>> begin

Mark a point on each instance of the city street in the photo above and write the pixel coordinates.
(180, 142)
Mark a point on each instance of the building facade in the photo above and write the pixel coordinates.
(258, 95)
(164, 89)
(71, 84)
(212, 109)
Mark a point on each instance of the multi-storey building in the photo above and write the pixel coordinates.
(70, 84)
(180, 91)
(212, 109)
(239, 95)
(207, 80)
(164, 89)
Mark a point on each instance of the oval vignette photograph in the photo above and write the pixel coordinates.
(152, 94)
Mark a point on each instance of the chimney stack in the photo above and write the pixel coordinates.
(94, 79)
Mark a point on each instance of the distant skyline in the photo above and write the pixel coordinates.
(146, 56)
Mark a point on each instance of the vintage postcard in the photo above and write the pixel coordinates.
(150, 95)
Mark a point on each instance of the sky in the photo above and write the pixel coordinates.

>> end

▸ **Work to complete**: Can you return the listing above line for line, with every word and mark unchanged?

▸ **Exercise answer**:
Mark a point on each instance of the city street in the photo above and write the pixel coordinates.
(180, 142)
Mark a point on each instance of the building facade in the photo above and write the pixel coordinates.
(258, 95)
(164, 89)
(71, 84)
(212, 109)
Mark a point on each instance of the multi-storey building in the photo above and write the pixel coordinates.
(70, 84)
(180, 91)
(212, 109)
(239, 95)
(207, 80)
(164, 89)
Mark a point on each instance of the oval vignette photograph in the photo above and write the pixel coordinates.
(152, 94)
Mark a point on each instance of the chimney stack in the photo above and write the pixel coordinates.
(94, 79)
Mark a point on each instance of the distant skyline in the photo above and write the pixel coordinates.
(146, 56)
Mark a point on each instance of the vintage postcard in the photo above and write the pixel coordinates.
(150, 95)
Mark a point on each instance of the sky in the photo above and write the pixel coordinates.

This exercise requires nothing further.